TASK TO CARRY OUT. Retype all material exactly. Pictures stay out of the copy.

PROVIDED DATA.
* * *

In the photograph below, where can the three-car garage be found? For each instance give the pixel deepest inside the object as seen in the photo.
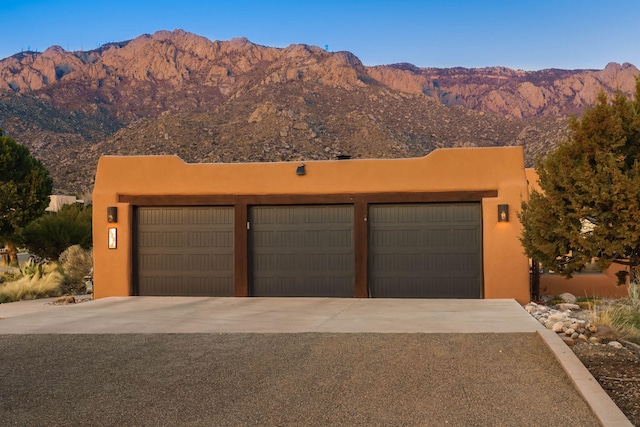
(415, 250)
(429, 227)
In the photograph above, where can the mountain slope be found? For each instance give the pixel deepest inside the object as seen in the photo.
(229, 101)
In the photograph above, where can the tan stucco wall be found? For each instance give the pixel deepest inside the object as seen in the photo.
(469, 169)
(581, 284)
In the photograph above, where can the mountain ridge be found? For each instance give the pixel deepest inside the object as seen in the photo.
(174, 92)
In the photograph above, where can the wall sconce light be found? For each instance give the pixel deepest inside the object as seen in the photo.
(112, 214)
(113, 238)
(503, 213)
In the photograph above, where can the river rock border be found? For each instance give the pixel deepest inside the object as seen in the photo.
(572, 324)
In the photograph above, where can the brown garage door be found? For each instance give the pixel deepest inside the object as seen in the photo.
(425, 250)
(184, 251)
(302, 251)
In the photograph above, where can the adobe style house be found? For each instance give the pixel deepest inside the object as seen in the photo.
(440, 226)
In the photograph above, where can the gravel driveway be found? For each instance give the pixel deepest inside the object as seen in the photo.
(285, 379)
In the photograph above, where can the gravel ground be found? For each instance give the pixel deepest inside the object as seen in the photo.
(285, 379)
(618, 372)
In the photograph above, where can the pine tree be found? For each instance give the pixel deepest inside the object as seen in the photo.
(25, 187)
(589, 207)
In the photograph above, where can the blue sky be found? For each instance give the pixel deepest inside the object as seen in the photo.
(528, 35)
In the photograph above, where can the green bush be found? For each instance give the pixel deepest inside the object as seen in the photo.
(76, 263)
(51, 234)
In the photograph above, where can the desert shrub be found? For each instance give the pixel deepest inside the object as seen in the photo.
(588, 303)
(623, 318)
(76, 263)
(40, 281)
(555, 301)
(50, 235)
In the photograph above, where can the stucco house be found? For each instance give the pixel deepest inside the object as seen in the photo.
(439, 226)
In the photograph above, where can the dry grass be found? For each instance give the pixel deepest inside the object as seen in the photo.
(44, 282)
(622, 316)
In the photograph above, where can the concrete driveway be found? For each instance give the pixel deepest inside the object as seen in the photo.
(290, 361)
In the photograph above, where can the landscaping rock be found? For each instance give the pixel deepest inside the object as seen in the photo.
(567, 306)
(605, 333)
(568, 298)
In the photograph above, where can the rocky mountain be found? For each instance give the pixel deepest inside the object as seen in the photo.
(235, 101)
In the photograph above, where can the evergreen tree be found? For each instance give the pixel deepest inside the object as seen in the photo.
(25, 187)
(589, 207)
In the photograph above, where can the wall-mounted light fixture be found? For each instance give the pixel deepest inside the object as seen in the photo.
(113, 238)
(503, 213)
(112, 214)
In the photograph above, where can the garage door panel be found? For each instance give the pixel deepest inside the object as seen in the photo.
(302, 250)
(185, 251)
(426, 250)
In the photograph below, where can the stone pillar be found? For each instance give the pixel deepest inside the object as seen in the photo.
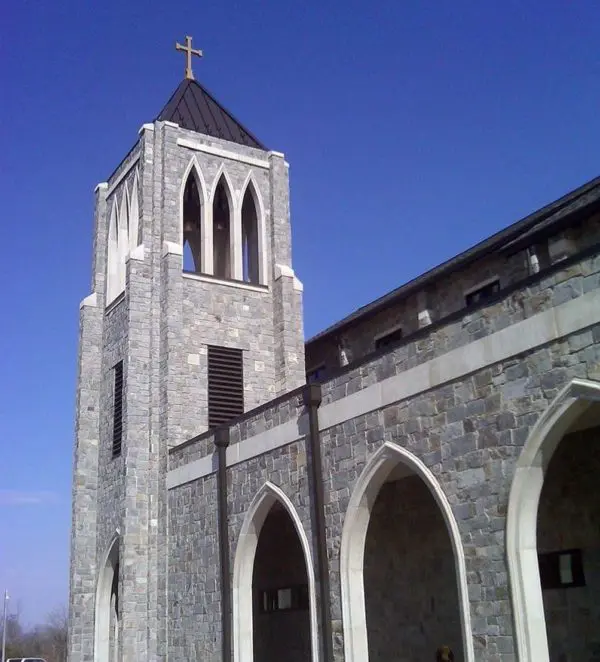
(83, 571)
(287, 289)
(85, 485)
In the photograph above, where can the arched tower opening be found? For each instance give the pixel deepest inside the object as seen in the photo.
(107, 635)
(250, 237)
(222, 208)
(192, 225)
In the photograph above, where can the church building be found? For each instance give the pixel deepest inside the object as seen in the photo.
(417, 482)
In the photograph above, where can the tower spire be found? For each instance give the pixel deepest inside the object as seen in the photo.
(189, 51)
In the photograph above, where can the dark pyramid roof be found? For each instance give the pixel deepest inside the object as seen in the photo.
(194, 108)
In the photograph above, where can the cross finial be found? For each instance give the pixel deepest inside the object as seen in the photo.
(189, 51)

* * *

REPLY TO THE TASK.
In the photograph below, where can the three-car garage be found? For each instance give the pixel deepest inside the object as seen in the photo.
(415, 250)
(429, 227)
In the photograph above, where can the mountain slope be found? For each instance give the pixel deepest inside the object as seen in the photo.
(229, 101)
In the photograph above, where can the tan stucco wall be found? For each instance give the pixel deepest inside the object as seen in the photo.
(469, 169)
(581, 284)
In the photograph above, where can the mountain ridge be found? For each instance give the pixel deepest inside the object as seen in the photo.
(174, 92)
In the photograph above, where can the wall sconce light be found? For each instance give the pixel deepest inside the object as seen in the photo.
(112, 214)
(113, 238)
(503, 213)
In the photograph above, where can the river rock border be found? For each instance give the pixel deepest inside the object as seen in the photo.
(572, 324)
In the photograph above, where can the brown garage door be found? For each instance give the pixel deepest inside the object as seen in the photo.
(425, 250)
(184, 251)
(302, 251)
In the photograph above, where can the adobe style house be found? For each instance give the pixel deepest inside the object as seen in the photo.
(440, 226)
In the photograph above, where can the gravel driveway be found? For each instance give the pixel deepest inside the object as seen in the photo.
(285, 379)
In the photograph above, where can the gravel ground be found? For each instance give the pixel deepest inside the object as seen in the photo.
(285, 379)
(618, 372)
In the photograph above, where can the pine tree be found? For each instance give the pixel deepest inside the object as seen in the photo.
(25, 187)
(589, 207)
In the photograph above, where can the blue sky be found? For each instance give the pixel deepest inside the object as seen in the photo.
(528, 35)
In the photograph above, where can the green bush be found? For each instance give the pixel deepest inside the object as seen in the photo.
(76, 263)
(51, 234)
In the photograph above, where can the desert shrub be found? For each instance give the pixel deepest inside the object as seen in the photo.
(588, 303)
(623, 318)
(76, 263)
(40, 281)
(555, 301)
(50, 235)
In the photograph above, where can the stucco house be found? For each instance give the pixel deepest inside the object as seen in the photo.
(439, 226)
In the photograph above, where can the dry grass be found? For each instance give the pixel deepest inside the object as seen in the photo.
(44, 282)
(622, 316)
In the photograph above, where can the concrete driveway be found? For each instance give the pixel deepest inside the object as seen in the photo.
(290, 361)
In the photograph above, where can the landscaping rock be found? For each instance give the pixel deepest inside the object as seen in the photo.
(567, 306)
(605, 333)
(568, 298)
In the photograph above, where can the rocky mountain be found? For each instance give the pixel deepest inside the object as seen in the photo.
(235, 101)
In the photograph above, where can the evergreen tree be found? For each instance give the pixel deepest inside the object as seen in the photo.
(25, 187)
(589, 207)
In the photograph above, where can the wall-mounted light fixture be found? For each instance give the pixel deepest inside the object as seen in the photo.
(113, 238)
(503, 213)
(112, 214)
In the photograph above, where can the garage door panel be found? For each instance give the pixel deepest inside the object as seen in the photo.
(302, 250)
(185, 251)
(426, 250)
In the photograph below, where can the stone pillar be found? For each instance give the pixel deepest inside the object as seen in the photo.
(83, 571)
(287, 289)
(85, 485)
In the photograph above, where can the arched tower opening be found? For each instance give the pixel deepest inside the object as seen in the photo.
(107, 635)
(250, 237)
(222, 208)
(192, 225)
In the photograph above, where can the church building be found? For each instance give the pixel deepest inside the object as seen in the photo.
(417, 482)
In the photograph above, where can the tower spire be found? For each instance give the pixel deepest inside the object as seen in the photo.
(189, 51)
In the photograph above, where can the dark pyramid roof be found? For each instance give the pixel deepest inside the object as seen in the photo.
(194, 108)
In the photograph above, where can the cross finial be found? For each instance give the pixel deepest inside the object as seen in the photo.
(189, 51)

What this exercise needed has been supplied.